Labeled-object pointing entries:
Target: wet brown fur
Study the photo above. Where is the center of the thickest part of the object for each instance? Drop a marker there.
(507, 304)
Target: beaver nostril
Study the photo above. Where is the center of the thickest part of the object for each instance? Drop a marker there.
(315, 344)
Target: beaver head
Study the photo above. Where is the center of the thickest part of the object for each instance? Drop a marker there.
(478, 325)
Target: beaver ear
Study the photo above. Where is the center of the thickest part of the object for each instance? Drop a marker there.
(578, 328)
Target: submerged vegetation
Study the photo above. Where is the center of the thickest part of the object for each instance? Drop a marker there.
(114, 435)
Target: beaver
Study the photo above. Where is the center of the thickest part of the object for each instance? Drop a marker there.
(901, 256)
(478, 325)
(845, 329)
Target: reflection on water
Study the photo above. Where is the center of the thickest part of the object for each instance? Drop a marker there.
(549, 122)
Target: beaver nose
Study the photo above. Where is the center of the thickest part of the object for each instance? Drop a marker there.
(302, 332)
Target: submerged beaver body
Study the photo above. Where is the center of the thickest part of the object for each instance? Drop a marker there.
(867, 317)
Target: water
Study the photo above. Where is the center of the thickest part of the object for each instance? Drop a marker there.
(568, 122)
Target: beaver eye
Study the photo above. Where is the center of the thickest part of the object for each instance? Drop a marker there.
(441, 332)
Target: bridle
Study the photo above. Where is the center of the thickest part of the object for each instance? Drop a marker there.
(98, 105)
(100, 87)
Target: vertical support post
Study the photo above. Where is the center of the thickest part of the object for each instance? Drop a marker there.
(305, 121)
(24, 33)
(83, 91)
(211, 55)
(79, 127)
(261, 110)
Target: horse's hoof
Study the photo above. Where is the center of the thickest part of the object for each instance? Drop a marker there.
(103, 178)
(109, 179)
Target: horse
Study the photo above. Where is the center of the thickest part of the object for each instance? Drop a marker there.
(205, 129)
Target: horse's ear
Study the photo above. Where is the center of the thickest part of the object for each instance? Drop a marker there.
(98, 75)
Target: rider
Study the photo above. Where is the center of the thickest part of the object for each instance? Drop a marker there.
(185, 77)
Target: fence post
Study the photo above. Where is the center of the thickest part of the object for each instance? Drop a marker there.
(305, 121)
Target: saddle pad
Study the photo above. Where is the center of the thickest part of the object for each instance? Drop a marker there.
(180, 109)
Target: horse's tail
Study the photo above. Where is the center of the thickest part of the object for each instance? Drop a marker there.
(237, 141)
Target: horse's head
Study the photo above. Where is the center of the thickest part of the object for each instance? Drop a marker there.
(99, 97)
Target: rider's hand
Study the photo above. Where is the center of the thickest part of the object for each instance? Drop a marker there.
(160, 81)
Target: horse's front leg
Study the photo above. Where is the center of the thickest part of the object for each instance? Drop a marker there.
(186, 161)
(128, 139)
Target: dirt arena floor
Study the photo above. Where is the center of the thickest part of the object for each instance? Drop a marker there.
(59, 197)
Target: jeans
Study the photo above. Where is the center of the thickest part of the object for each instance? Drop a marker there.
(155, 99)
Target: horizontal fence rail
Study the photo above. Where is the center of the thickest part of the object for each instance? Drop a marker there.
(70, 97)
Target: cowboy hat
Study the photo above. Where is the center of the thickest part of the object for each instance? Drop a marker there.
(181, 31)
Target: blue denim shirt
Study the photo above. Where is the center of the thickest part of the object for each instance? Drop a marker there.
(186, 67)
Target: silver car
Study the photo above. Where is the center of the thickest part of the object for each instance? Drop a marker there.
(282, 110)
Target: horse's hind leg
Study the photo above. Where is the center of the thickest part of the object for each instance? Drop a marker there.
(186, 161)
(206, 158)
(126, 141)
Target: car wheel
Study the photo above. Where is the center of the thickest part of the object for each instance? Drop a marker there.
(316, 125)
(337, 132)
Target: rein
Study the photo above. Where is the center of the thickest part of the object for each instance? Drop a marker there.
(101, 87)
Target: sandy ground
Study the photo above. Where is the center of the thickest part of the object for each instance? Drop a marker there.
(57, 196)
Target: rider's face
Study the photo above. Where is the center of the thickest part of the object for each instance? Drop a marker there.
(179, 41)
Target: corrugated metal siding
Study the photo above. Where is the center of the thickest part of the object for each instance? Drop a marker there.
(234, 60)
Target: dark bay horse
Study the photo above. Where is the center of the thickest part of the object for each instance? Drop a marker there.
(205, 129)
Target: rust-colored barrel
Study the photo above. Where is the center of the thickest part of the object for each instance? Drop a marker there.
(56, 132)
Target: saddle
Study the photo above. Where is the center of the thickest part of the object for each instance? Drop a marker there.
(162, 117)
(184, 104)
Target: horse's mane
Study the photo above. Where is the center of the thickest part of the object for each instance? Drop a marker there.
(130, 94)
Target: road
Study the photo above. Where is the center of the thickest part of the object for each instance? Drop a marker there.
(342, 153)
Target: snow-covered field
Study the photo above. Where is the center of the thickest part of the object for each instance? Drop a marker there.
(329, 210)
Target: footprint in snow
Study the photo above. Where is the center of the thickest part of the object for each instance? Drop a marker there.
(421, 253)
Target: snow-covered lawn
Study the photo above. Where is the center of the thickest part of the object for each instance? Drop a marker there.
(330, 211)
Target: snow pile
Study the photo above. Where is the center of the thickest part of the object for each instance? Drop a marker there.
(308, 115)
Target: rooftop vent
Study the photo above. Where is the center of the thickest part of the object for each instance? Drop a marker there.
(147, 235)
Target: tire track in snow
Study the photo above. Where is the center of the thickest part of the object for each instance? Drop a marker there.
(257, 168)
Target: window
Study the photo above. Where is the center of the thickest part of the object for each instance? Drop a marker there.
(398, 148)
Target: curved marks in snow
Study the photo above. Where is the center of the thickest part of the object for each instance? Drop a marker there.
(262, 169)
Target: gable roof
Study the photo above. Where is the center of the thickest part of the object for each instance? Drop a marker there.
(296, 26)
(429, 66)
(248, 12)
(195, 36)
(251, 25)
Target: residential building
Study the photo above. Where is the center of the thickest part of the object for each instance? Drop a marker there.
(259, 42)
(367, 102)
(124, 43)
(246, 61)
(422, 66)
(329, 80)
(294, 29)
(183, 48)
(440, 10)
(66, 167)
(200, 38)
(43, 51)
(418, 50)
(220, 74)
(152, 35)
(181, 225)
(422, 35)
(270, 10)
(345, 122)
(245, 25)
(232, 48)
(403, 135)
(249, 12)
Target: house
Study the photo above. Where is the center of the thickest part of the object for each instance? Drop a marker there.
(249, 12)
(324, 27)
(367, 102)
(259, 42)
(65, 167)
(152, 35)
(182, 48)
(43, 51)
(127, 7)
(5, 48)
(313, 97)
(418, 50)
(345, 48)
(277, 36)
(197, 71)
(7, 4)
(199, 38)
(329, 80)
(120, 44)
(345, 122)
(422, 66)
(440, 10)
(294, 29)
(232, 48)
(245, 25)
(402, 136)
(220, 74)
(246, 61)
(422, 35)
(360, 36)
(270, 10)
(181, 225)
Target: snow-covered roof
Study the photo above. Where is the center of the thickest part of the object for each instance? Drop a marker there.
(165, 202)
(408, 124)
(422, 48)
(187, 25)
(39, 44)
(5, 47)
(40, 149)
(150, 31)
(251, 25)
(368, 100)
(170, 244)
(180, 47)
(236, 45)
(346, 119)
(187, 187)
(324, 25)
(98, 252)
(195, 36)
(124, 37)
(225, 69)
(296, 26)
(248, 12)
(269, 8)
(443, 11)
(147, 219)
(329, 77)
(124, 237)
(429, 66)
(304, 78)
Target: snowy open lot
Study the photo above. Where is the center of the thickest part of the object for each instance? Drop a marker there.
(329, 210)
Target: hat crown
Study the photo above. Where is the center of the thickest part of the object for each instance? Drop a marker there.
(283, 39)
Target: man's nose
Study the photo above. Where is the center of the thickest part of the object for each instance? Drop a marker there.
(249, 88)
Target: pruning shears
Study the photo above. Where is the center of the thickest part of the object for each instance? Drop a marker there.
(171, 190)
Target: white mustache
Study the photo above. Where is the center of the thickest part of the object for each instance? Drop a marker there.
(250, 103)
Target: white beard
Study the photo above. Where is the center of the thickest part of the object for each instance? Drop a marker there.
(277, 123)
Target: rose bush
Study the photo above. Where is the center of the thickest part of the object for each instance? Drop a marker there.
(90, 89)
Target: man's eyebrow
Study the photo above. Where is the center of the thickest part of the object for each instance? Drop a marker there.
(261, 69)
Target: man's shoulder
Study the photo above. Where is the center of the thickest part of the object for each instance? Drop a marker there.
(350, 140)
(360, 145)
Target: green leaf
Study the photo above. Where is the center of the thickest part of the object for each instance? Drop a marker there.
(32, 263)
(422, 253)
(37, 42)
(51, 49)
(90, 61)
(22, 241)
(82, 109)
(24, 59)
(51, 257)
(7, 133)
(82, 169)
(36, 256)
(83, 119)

**AIM OF THE EXERCISE:** Express the lines from the one containing "Target: white mustache" through the end of the material as a numbered list, with blank lines left out.

**RESULT:**
1. Target: white mustache
2. Study the photo above. Where is the center of the thickest part of the object for each instance? Drop a marker there.
3. (250, 103)
4. Target: white beard
5. Study the photo above. Where is the center of the thickest part of the object for each instance? Drop a marker there.
6. (277, 123)
7. Target: rose bush
8. Study the photo above. Where is the center of the thickest part of the object for each instance? Drop a marker there.
9. (90, 89)
10. Target: man's eyebrow
11. Study the photo above. Where is the center of the thickest part of the object for each instance? Drop a marker there.
12. (261, 69)
13. Target: man's shoulder
14. Study the photo above. Where is the center of the thickest part of the object for each instance? Drop a marker there.
15. (350, 140)
16. (360, 145)
17. Target: green leaf
18. Study the photo above. Where is the center of the thickest part of the object for each instance? Drop a marker there.
19. (32, 263)
20. (422, 253)
21. (37, 42)
22. (51, 49)
23. (90, 61)
24. (22, 241)
25. (82, 109)
26. (24, 59)
27. (51, 257)
28. (7, 133)
29. (82, 169)
30. (36, 256)
31. (83, 119)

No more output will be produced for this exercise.